[Exercises to complete]
(1) According to the cartilage text, why are piercings that involve cartilage discouraged?
(2) In the cartilage text, what do the protein cross-links in meat do when exposed to UV light?
(3) Carry on the cartilage text from its final sentence.

[Excerpted text]

[Start of Attachment]

Cut cartilage will grow back together as the chondrocytes mine, secrete and gradually knit the two surfaces together with strands of new cartilage. Movement through and renewal of cartilage, e.g. in the connective tissue of skin, is restricted if the collagen fibers that are assembled outside of the secreting cells are cross-linked. This is why sunbathing ages skin. High fructose corn syrup also accelerates cross-linking. This cross-linking is also what makes meat less tender. The cross-linking and toughness can be measured by inserting fluorescence-measuring probes into meat, because the protein cross-links fluoresce in UV light.

A consequence of the development of chondrocytes on the ends of bones, is that the nutrients for the cells change. Initially the chondrocytes enjoy the abundant glucose and oxygen of the blood stream and gradually they are remove further from blood vessels. (Note that cartilage actively inhibits vascularization, so there are no blood vessels in cartilage. This lack of blood vessels and associated enhanced risk of disfiguring infection, is a reason to discourage piercings that involve cartilage.) Chondrocytes snug in their little cartilage cavities no longer eat sugar or breath oxygen, they dine on cartilage and ferment.

What happens if you expose mature chondrocytes to a new source of rich nutrients? I think that the answer is rejuvenation. Quite literally, the chondrocytes regress and return to the lifestyle of their youth. Instead of producing mature, weight-bearing, dense cartilage, these rejuvenated cells start to produce the weaker matrix of their youth. This weak cartilage is readily damaged by abrasion and is not suitable for joint surfaces. This is one of the consequences of arthritis. Inflammation of cartilage brings rejuvenating, damaging nutrients to chondrocytes. The mechanical damage leads to destructive cycles of further inflammation.

[End of Attachment]

[Extracted records]
[Start of Attachment]

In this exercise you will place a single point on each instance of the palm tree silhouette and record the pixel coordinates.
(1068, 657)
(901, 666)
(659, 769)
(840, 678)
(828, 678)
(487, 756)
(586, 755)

[End of Attachment]

[Results of the exercise]
(1) Cartilage actively inhibits vascularization, so it has no blood vessels. That lack of blood vessels brings an enhanced risk of disfiguring infection, which is a reason to discourage piercings that involve cartilage.

(2) They fluoresce.

(3)
Chondrocytes in cartilage also respond to mechanical stress and this stress maintains their maturity. Persistent weight bearing at the same orientation leads to bone production. Thus, after joint injury it is important to use the correct regimen of rehabilitation to maintain mobility of the joint and mineralization of the bone.

3 comments:

susan allport said...

Thought you would be interested in this short omega-3 video: http://www.youtube.com/watch?v=eIgNpsbvcVM

Anonymous said...

Dr. Ayers,

What is the method of helping soften up (level I cartilage damage in knee) cartilage toughen up?

Beside anti-flamatory diet (which I follow).

It is only matter of time? I am a 28 years old trathlete, it is five months now, I dont do my bike/run training sessions,and ready to give it as many time is neccessary.

what I do recently are:
- specific balancing and phisio gym to recreate muscular balance and get rid of all possible reasons of techniqal failures led to knee injury.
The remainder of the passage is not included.